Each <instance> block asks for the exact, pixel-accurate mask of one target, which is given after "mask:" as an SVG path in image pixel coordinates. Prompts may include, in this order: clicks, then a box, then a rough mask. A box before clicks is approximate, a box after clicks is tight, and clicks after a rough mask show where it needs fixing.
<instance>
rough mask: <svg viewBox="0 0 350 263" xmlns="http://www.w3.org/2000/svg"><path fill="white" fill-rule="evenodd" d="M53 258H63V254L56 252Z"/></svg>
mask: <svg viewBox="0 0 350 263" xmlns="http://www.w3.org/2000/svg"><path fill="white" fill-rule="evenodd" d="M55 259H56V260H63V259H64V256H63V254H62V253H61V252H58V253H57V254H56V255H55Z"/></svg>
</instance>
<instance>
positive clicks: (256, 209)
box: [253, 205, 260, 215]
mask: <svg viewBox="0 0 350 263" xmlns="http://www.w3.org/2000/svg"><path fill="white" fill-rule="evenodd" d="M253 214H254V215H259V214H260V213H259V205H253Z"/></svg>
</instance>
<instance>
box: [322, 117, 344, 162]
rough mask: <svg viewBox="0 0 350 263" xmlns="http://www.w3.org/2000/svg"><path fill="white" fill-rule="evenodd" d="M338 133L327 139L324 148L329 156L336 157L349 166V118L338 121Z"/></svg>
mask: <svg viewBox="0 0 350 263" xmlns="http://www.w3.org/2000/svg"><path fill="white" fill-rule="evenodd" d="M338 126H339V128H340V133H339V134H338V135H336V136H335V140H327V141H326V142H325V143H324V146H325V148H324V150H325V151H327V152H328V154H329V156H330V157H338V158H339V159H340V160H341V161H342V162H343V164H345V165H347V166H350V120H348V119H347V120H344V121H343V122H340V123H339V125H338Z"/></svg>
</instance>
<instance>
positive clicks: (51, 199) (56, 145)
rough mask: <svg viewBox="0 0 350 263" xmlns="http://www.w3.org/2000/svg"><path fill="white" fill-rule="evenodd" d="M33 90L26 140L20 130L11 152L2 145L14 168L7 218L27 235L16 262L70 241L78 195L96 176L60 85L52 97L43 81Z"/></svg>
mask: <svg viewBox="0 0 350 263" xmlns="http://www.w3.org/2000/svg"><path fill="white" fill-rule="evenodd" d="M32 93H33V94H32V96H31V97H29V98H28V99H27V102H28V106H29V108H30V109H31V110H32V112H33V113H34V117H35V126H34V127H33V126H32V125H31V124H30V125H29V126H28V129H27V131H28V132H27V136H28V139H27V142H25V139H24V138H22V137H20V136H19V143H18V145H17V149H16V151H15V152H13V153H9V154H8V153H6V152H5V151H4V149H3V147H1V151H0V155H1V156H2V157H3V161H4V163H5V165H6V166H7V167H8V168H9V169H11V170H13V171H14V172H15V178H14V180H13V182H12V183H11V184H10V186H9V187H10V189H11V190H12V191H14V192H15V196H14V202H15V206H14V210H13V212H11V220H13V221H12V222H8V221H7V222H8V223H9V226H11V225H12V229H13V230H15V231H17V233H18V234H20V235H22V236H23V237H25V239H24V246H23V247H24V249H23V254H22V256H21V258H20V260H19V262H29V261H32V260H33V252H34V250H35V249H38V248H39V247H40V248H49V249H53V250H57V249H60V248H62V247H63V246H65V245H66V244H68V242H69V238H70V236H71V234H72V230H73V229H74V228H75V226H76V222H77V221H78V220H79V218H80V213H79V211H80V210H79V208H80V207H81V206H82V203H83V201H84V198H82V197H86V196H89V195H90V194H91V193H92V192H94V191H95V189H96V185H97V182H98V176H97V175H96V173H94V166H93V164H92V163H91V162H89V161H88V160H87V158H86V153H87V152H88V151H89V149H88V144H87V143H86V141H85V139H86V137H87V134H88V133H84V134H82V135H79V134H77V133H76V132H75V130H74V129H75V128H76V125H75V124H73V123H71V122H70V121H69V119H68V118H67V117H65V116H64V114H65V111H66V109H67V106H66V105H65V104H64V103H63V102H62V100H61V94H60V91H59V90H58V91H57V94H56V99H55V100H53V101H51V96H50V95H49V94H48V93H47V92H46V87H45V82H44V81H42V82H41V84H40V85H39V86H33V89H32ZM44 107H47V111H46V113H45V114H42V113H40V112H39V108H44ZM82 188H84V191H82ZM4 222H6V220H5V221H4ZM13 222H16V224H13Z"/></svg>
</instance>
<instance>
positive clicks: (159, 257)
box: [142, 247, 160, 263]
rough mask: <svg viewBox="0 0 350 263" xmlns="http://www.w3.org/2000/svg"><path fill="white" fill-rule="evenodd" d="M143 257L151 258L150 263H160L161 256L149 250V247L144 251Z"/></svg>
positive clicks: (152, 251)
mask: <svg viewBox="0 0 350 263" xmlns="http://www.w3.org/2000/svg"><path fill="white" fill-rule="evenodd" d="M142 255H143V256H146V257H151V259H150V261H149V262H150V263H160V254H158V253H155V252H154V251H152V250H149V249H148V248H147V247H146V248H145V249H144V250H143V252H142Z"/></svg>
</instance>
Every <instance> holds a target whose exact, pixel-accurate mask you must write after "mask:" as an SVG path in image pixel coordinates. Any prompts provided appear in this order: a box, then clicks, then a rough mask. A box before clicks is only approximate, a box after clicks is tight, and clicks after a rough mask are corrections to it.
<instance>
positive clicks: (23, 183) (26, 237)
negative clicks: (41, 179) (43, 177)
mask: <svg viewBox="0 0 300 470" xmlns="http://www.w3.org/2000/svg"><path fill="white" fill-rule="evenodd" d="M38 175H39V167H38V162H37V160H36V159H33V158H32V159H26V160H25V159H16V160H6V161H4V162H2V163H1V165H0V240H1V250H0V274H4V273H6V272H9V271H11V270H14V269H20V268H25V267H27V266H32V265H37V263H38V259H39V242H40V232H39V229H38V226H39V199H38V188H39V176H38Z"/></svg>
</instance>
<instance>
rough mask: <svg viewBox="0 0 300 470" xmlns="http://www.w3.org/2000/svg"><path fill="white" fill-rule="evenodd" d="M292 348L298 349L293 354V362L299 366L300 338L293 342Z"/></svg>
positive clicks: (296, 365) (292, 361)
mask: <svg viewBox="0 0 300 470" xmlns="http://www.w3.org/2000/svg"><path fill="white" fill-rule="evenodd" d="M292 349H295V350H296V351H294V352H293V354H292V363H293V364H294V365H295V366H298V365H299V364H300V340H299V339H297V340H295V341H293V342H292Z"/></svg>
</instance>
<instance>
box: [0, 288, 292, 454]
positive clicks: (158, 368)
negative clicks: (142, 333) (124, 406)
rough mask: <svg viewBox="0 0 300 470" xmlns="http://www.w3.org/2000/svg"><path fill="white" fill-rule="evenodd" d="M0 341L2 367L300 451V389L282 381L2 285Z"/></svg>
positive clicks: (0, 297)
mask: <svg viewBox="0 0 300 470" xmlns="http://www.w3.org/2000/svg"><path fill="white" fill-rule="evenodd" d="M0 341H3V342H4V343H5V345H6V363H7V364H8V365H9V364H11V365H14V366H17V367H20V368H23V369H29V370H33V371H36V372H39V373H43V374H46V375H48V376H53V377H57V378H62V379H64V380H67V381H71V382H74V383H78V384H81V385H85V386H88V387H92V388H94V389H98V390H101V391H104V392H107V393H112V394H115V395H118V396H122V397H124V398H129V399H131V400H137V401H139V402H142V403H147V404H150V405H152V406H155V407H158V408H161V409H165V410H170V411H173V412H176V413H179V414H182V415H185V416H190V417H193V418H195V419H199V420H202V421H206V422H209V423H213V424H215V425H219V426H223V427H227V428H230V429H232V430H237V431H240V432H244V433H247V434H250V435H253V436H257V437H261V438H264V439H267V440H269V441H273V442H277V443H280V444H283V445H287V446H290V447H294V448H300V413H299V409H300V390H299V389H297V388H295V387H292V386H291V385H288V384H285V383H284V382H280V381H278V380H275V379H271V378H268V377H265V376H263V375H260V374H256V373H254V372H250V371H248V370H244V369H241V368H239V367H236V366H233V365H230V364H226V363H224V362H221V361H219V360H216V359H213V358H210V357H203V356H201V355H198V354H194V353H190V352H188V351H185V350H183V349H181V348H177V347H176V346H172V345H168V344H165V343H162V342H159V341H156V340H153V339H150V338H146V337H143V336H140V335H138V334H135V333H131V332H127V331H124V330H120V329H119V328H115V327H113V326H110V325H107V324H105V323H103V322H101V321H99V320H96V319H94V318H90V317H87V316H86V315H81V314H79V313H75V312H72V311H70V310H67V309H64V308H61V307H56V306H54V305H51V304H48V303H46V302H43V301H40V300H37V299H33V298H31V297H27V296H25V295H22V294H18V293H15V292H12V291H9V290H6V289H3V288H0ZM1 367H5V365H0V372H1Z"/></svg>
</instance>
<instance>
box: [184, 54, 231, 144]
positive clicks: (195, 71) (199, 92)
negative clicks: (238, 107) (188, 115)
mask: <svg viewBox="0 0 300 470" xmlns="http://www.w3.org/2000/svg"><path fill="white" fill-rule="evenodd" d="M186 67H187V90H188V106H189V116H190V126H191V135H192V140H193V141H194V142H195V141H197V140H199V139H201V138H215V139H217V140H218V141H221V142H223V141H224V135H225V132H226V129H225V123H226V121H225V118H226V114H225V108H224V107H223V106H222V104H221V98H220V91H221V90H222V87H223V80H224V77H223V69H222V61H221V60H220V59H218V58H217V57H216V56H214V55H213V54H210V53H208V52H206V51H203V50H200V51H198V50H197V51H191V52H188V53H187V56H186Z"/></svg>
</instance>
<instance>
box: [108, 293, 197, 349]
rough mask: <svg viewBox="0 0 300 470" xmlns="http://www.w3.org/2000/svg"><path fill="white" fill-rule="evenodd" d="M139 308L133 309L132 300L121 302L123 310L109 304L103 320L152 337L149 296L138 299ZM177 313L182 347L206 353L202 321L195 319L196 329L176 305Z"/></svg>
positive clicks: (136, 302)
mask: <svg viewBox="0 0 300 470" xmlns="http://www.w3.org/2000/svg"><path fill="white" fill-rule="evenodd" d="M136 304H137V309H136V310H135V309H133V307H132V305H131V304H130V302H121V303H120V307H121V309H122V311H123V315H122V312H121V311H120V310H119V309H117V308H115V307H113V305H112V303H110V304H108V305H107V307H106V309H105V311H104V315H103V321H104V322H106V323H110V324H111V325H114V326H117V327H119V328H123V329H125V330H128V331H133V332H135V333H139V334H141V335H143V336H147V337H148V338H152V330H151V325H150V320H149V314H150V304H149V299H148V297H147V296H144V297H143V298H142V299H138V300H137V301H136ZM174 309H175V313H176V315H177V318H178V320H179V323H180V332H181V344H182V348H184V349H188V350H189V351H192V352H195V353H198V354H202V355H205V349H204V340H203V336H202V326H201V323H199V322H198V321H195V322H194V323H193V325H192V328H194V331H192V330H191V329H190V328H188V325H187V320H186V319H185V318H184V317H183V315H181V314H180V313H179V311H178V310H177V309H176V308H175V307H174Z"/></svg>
++++++
[WHAT NEEDS TO BE DONE]
Gather every line of the data above that contains the word "positive", copying each line in full.

[RESULT]
positive clicks: (256, 209)
positive clicks: (51, 199) (56, 145)
positive clicks: (159, 257)
positive clicks: (152, 251)
positive clicks: (23, 183) (26, 237)
positive clicks: (296, 365) (292, 361)
positive clicks: (158, 368)
positive clicks: (0, 297)
positive clicks: (195, 71) (199, 92)
positive clicks: (136, 302)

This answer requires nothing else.